* Start *

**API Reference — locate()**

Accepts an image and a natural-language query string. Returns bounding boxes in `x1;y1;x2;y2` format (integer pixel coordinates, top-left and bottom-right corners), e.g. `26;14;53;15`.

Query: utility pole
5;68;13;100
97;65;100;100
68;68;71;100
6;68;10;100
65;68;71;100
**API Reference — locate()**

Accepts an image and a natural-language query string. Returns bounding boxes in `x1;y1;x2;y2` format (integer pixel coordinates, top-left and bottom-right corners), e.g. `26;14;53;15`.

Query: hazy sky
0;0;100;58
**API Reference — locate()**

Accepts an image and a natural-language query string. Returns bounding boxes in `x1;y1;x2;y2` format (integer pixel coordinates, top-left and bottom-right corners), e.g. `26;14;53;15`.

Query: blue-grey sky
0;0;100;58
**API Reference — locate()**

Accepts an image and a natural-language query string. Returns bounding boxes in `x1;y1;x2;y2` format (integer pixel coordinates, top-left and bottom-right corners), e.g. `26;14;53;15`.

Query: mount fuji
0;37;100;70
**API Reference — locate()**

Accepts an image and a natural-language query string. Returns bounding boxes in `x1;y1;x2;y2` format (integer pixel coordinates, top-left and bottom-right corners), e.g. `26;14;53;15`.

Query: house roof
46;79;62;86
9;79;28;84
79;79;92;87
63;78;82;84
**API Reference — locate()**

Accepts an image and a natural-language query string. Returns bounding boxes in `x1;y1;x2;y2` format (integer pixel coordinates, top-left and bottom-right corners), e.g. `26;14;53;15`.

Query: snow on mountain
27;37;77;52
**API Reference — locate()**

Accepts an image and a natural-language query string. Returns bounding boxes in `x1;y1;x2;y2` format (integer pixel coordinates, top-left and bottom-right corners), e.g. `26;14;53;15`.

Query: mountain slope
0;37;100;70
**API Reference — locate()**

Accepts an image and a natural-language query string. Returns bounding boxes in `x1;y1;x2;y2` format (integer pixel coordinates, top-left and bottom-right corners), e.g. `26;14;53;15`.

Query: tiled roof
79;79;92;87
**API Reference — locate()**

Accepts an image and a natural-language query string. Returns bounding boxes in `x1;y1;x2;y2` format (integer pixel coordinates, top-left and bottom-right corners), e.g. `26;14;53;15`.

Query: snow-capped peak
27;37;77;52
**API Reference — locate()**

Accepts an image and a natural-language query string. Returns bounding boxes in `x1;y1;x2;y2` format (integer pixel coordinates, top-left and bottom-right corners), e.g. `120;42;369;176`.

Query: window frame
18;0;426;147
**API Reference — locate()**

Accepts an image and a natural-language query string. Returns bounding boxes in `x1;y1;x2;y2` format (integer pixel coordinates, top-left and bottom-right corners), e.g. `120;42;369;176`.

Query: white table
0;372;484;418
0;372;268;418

* End *

[WORK REQUIRED] Convert all the rows above into a JSON list of strings, with one string per line and the blank lines left out.

[THE OUTPUT]
[
  "**API Reference — locate()**",
  "Accepts an image and a natural-language query string. Returns bounding boxes in `x1;y1;x2;y2` format (integer pixel coordinates, top-left and bottom-right corners), e.g. `26;14;53;15`.",
  "Query: utility pole",
  "5;68;13;100",
  "97;65;100;100",
  "68;68;71;100",
  "6;68;10;100",
  "65;68;71;100",
  "**API Reference — locate()**",
  "Accepts an image and a natural-language query string. Returns bounding boxes in `x1;y1;x2;y2` format (integer pixel coordinates, top-left and bottom-right corners), e.g. `26;14;53;15`.",
  "Query: hazy sky",
  "0;0;100;58",
  "**API Reference — locate()**",
  "Accepts an image and a natural-language query string. Returns bounding boxes in `x1;y1;x2;y2` format (integer pixel coordinates, top-left and bottom-right corners), e.g. `26;14;53;15`.",
  "Query: blue-grey sky",
  "0;0;100;58",
  "**API Reference — locate()**",
  "Accepts an image and a natural-language query string. Returns bounding boxes in `x1;y1;x2;y2` format (integer pixel coordinates, top-left and bottom-right corners), e.g. `26;14;53;15`.",
  "Query: mount fuji",
  "0;37;100;70",
  "**API Reference — locate()**",
  "Accepts an image and a natural-language query string. Returns bounding boxes in `x1;y1;x2;y2` format (integer pixel coordinates, top-left and bottom-right corners), e.g. `26;14;53;15`.",
  "Query: house roof",
  "46;79;62;86",
  "9;79;28;84",
  "79;79;92;87",
  "63;78;82;84",
  "**API Reference — locate()**",
  "Accepts an image and a natural-language query string. Returns bounding boxes in `x1;y1;x2;y2` format (integer pixel coordinates, top-left and bottom-right corners), e.g. `26;14;53;15`.",
  "Query: snow on mountain",
  "27;37;77;52",
  "**API Reference — locate()**",
  "Accepts an image and a natural-language query string. Returns bounding boxes in `x1;y1;x2;y2` format (integer pixel coordinates, top-left and bottom-right corners), e.g. `26;14;53;15`.",
  "Query: mountain slope",
  "0;37;100;70",
  "**API Reference — locate()**",
  "Accepts an image and a natural-language query string. Returns bounding boxes in `x1;y1;x2;y2` format (integer pixel coordinates, top-left and bottom-right corners), e.g. `26;14;53;15`.",
  "Query: tiled roof",
  "79;79;92;87",
  "**API Reference — locate()**",
  "Accepts an image and a natural-language query string. Returns bounding boxes in `x1;y1;x2;y2` format (integer pixel coordinates, top-left and bottom-right corners), e.g. `26;14;53;15`.",
  "Query: snow-capped peak",
  "27;37;77;52",
  "**API Reference — locate()**",
  "Accepts an image and a natural-language query string. Returns bounding boxes in `x1;y1;x2;y2` format (integer pixel coordinates, top-left and bottom-right corners), e.g. `120;42;369;176`.",
  "Query: window frame",
  "18;0;426;147",
  "**API Reference — locate()**",
  "Accepts an image and a natural-language query string. Returns bounding boxes in `x1;y1;x2;y2` format (integer pixel coordinates, top-left and bottom-right corners), e.g. `120;42;369;176`.",
  "Query: white table",
  "0;372;484;418",
  "0;372;268;418"
]